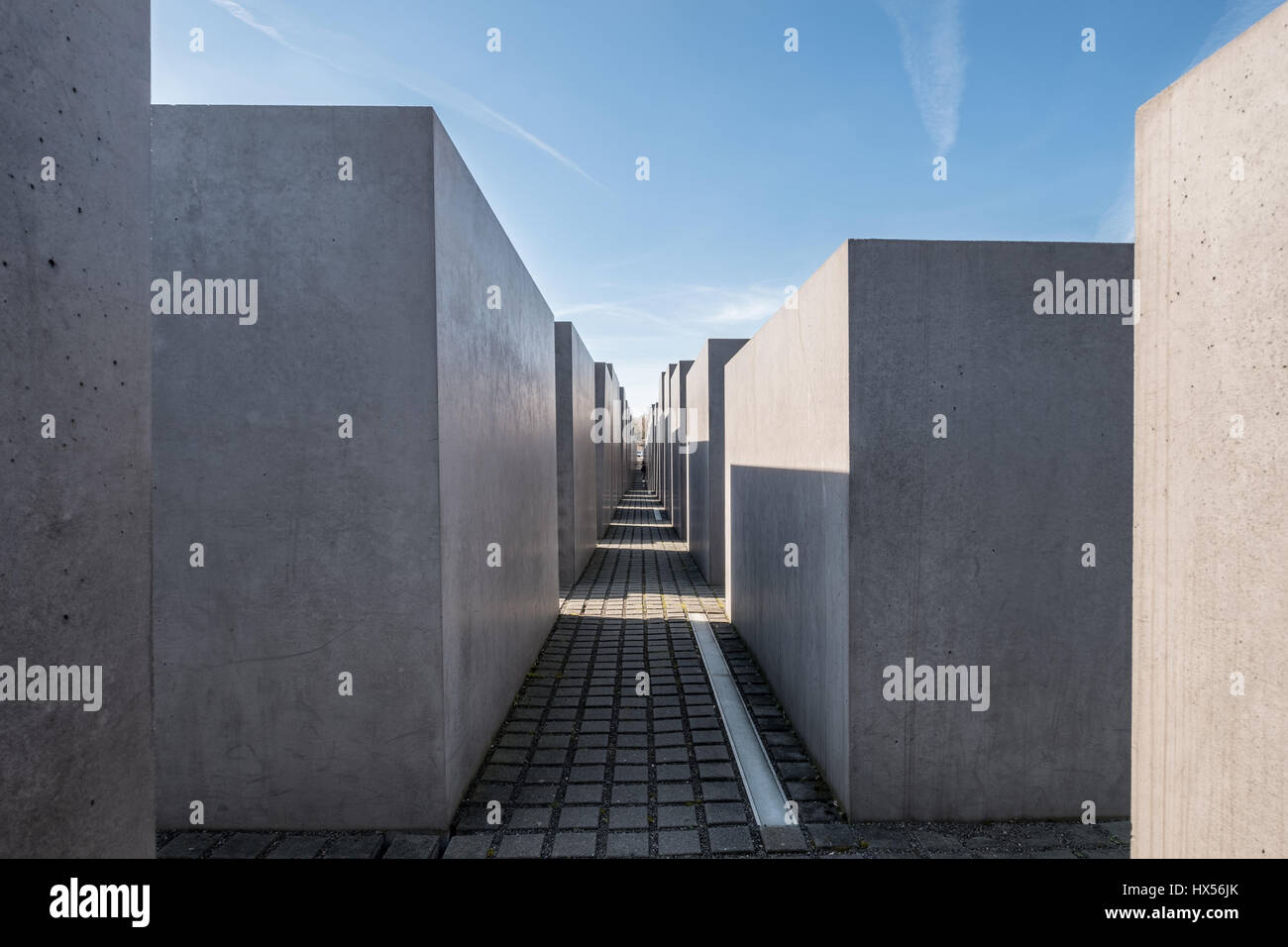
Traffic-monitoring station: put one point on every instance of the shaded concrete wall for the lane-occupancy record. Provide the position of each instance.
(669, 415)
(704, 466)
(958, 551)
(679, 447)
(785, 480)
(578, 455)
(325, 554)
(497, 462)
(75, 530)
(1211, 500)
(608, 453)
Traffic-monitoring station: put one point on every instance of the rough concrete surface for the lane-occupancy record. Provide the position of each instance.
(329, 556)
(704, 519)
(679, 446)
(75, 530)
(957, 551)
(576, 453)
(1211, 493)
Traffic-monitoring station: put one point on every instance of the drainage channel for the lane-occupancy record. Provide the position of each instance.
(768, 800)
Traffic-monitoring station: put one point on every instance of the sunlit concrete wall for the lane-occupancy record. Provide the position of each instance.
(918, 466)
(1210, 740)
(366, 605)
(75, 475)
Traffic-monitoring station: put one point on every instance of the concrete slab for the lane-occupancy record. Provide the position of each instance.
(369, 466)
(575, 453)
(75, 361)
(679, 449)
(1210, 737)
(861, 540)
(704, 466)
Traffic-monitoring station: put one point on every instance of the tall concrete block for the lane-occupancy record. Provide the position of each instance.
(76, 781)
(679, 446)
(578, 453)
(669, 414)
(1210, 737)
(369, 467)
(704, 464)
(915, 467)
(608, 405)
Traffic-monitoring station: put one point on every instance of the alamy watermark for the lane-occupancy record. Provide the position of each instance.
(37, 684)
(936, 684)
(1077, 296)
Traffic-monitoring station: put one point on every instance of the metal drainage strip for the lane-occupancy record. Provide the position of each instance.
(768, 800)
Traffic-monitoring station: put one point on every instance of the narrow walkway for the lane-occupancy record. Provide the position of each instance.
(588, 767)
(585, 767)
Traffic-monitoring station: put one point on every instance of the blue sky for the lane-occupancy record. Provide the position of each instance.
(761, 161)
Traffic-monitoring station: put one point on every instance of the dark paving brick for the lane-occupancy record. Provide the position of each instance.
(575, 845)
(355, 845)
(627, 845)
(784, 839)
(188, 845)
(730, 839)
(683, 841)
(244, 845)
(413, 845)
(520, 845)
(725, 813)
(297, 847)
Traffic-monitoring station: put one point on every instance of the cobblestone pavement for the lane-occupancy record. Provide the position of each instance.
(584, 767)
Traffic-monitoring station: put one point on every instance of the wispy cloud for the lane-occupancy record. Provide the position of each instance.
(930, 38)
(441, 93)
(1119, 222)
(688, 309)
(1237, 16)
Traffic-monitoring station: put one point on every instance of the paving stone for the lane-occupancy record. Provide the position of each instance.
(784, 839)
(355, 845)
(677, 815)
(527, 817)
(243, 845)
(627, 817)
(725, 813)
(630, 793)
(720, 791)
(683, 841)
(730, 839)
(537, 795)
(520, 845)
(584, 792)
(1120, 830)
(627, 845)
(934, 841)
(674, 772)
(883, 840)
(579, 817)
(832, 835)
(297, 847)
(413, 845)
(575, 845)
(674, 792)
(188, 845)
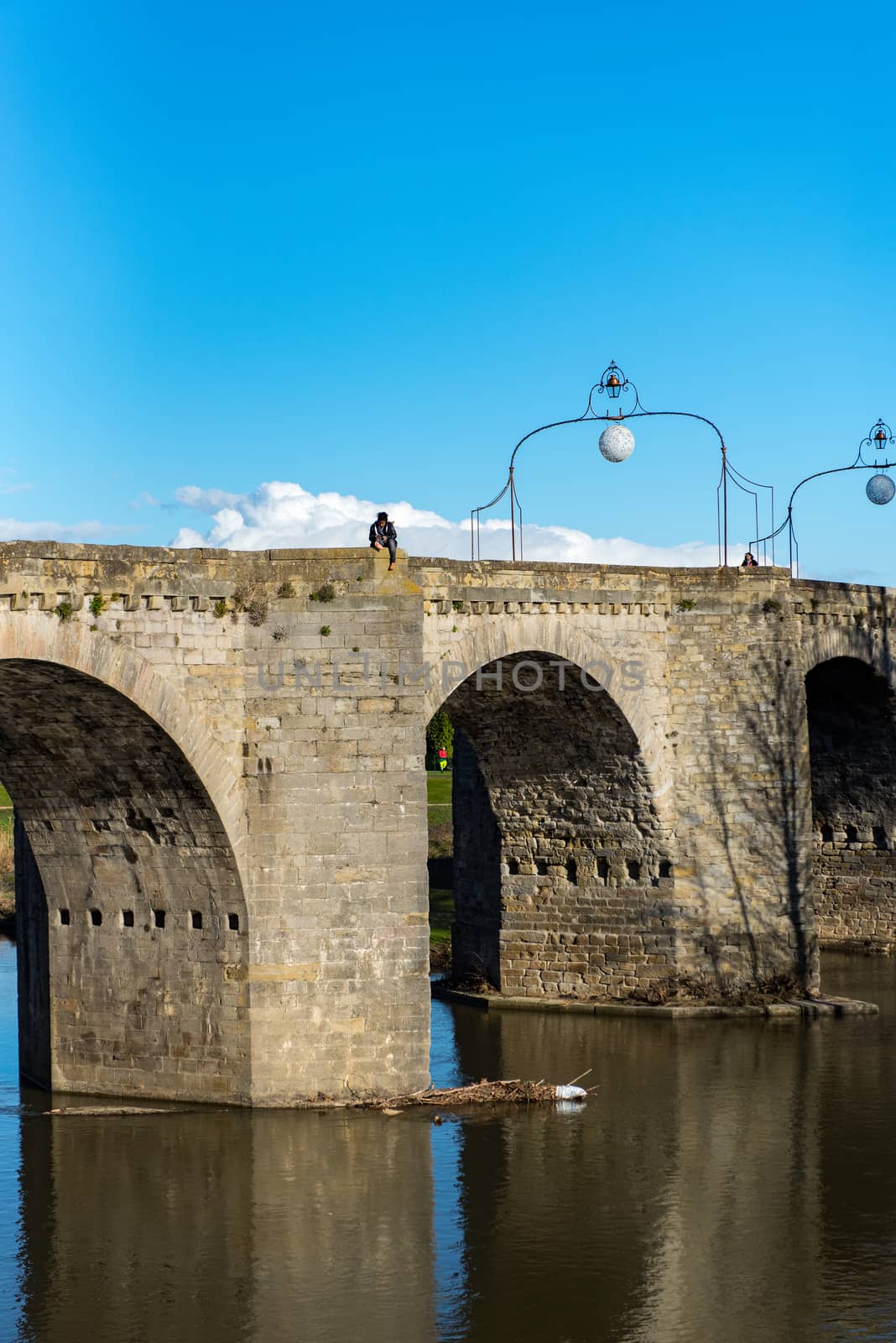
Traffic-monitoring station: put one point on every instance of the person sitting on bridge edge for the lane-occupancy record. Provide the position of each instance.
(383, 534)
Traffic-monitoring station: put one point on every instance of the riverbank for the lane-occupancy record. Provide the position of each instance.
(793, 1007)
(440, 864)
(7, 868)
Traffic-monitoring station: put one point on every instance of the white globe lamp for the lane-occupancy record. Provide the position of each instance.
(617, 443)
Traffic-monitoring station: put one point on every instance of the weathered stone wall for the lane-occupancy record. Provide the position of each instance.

● ● ● ● ●

• [Task] Leave the pictures out, and print every line of the listing exactly as written.

• [Solution to the exercise]
Traffic-monitoring station: put one point on every instance of the shaded concrete wall for the lane-occupancy record. Provide the position of each instance.
(669, 415)
(704, 466)
(958, 551)
(679, 447)
(785, 480)
(578, 455)
(325, 554)
(497, 462)
(75, 530)
(1211, 500)
(608, 453)
Traffic-monitoring station: put one point on every instance of the rough concrete surface for the lane-occupancy record. Provide the position of each instance.
(329, 556)
(704, 519)
(679, 446)
(75, 530)
(957, 551)
(576, 453)
(1211, 493)
Traffic-monitoring station: put one point on every instance of the drainage channel for the lane-occupancy record. Provide the position of each instance.
(768, 800)
Traffic-monitoring station: put one point on every instance of the sunlit concrete wall for the lane-occupancy record. Provide the position of each instance.
(918, 466)
(1210, 740)
(366, 605)
(75, 475)
Traffic-monitoring station: put one point on every instance of the concrete slab for the lane-occupancy record. Provide the position of each instance.
(369, 466)
(575, 453)
(75, 361)
(679, 449)
(1210, 737)
(861, 540)
(704, 466)
Traffic-monitoring station: put one point on every instance of the tall concrete block for the lane-occupancy record. Provide the position of each instance.
(76, 781)
(679, 446)
(578, 453)
(669, 414)
(1210, 737)
(369, 467)
(704, 464)
(915, 467)
(608, 405)
Traffic-monitoring station: put one point on every instance of the alamy watermark for the lane-occupancy record. Provide the position of each instance.
(37, 684)
(936, 684)
(1077, 296)
Traffic-monitoring station: put one point on every instance of the metal drainage strip for the lane-occupancy record. Provide the position of each instance.
(768, 800)
Traffic-monitoring station: put one point on every instance of the narrow walkway for the lane-occupancy record. Provide the position of each instance.
(588, 767)
(585, 767)
Traffic-monitoring station: put one point on every instance of the blue sky for the lane-occupancy record. Provide the position of each instance.
(761, 161)
Traffic-monitoring station: put one point on every instance of the dark paving brick for the lane-occupancy record. Provide the position of each instance.
(575, 845)
(355, 845)
(627, 845)
(784, 839)
(188, 845)
(730, 839)
(683, 841)
(244, 845)
(413, 845)
(520, 845)
(725, 813)
(297, 847)
Traffic-monitoring station: put one point on every instance of the cobblestone pavement for the lane-occupancy record. Provide the position of each instance.
(584, 767)
Traffic-monitoring station: put one point on every instance of the wispy cloud for the lane-occupancy record. Provide the position of each instance.
(930, 38)
(441, 93)
(1119, 222)
(688, 309)
(1237, 16)
Traffic-monitoring station: put one point on every instance of the paving stone for the lane-occupancy record. Provide the position of each instance.
(784, 839)
(355, 845)
(677, 815)
(527, 817)
(243, 845)
(627, 817)
(725, 813)
(630, 793)
(720, 791)
(683, 841)
(730, 839)
(537, 795)
(520, 845)
(584, 792)
(1120, 830)
(627, 845)
(934, 841)
(674, 772)
(883, 840)
(579, 817)
(832, 835)
(297, 847)
(413, 845)
(575, 845)
(674, 792)
(188, 845)
Traffic-monitoring station: put one point on every instance of the person sitting on bridge edge for the lane-occupancy record. Provide the position of each instance.
(383, 534)
Traffic-monitoring station: put one point on every instance of the riverbank for the lane-occupancy record. Provide the position of each instance.
(793, 1007)
(440, 864)
(7, 868)
Traffic-monitoring station: put one point on every instance of the white globe lamp for the lane-occupancy record. Provide the position of each instance.
(617, 443)
Traffic-monitoring station: put one point on every instance of the weathered stone wall for the lane-occupancy record. Provide the position of each instance.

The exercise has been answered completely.